- THE DATA:
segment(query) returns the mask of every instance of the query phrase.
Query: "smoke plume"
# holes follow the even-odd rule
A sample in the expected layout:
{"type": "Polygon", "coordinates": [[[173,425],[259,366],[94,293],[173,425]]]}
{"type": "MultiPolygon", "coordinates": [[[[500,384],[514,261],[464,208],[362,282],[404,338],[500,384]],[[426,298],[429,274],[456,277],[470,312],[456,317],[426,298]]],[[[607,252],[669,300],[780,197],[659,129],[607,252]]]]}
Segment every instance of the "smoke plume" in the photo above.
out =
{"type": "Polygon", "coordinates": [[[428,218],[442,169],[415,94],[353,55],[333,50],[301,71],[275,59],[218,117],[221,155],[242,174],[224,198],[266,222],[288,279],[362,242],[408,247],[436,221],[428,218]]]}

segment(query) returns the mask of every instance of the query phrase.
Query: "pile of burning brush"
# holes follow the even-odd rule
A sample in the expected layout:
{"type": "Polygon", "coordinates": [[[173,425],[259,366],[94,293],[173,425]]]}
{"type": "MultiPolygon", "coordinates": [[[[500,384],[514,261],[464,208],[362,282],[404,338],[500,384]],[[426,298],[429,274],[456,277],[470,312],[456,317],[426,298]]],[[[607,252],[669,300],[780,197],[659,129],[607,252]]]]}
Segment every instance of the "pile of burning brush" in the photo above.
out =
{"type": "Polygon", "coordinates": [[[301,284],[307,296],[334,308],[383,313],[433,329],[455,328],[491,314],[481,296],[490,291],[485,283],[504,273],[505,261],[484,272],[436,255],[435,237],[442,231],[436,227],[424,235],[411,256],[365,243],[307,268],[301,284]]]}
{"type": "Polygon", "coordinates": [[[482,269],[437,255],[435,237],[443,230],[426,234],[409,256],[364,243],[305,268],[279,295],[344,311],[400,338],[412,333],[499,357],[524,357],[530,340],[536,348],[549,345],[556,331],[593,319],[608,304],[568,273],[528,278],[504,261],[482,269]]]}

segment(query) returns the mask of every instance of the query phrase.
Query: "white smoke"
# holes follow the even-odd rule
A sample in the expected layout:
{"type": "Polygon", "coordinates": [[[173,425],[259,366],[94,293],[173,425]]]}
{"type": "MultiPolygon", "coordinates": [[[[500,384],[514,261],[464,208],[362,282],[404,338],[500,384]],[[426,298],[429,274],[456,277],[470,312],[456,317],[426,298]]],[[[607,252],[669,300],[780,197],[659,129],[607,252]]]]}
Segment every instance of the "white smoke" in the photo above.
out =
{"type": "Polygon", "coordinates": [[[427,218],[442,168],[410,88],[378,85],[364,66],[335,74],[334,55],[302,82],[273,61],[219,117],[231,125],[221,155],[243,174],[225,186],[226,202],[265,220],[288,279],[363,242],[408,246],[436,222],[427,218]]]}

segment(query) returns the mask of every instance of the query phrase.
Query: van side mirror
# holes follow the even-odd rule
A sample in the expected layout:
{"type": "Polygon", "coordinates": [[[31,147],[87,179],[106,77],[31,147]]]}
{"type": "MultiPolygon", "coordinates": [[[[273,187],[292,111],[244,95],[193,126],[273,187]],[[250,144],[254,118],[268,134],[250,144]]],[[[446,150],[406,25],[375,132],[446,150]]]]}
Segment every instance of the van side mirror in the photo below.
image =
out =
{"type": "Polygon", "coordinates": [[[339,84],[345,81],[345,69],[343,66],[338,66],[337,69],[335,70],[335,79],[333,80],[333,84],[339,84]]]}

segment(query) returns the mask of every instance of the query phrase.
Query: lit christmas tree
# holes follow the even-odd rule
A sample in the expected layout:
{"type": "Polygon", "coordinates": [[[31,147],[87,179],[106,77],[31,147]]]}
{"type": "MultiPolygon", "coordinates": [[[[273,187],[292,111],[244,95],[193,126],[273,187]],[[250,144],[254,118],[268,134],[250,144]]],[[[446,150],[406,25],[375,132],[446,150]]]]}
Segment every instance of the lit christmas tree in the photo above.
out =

- WHAT THE TASK REQUIRES: The expected answer is every line in the data above that carries the string "plume".

- RESULT OF THIS EXERCISE:
Query: "smoke plume"
Segment every instance of the "smoke plume" in the photo above.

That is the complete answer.